**Work required**
Output each of the following rows verbatim, with no alteration to any character.
***** Data for processing
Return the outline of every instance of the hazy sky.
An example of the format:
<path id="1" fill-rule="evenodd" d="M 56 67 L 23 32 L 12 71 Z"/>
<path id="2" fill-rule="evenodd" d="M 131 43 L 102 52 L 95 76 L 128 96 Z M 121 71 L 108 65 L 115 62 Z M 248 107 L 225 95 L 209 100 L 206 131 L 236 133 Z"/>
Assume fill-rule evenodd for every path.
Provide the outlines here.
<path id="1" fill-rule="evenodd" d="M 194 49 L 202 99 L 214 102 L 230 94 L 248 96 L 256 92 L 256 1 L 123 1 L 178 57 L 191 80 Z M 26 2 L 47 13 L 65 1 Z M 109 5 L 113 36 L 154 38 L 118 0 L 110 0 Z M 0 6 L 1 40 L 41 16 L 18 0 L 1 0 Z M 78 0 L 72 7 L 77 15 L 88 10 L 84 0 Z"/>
**********
**Result**
Return the outline of every instance of the hazy sky.
An example of the format:
<path id="1" fill-rule="evenodd" d="M 56 67 L 23 32 L 12 71 Z"/>
<path id="2" fill-rule="evenodd" d="M 131 43 L 102 52 L 95 76 L 128 96 Z M 121 71 L 108 65 L 115 62 Z M 248 107 L 225 95 L 209 100 L 206 131 L 236 133 Z"/>
Assume fill-rule evenodd for every path.
Provide the outlines here.
<path id="1" fill-rule="evenodd" d="M 194 49 L 202 99 L 214 102 L 230 94 L 248 96 L 256 92 L 256 1 L 123 1 L 178 57 L 191 80 Z M 26 2 L 47 13 L 65 1 Z M 109 5 L 113 36 L 154 38 L 118 0 L 110 0 Z M 0 6 L 1 40 L 41 16 L 18 0 L 1 0 Z M 78 0 L 72 7 L 77 15 L 88 10 L 84 0 Z"/>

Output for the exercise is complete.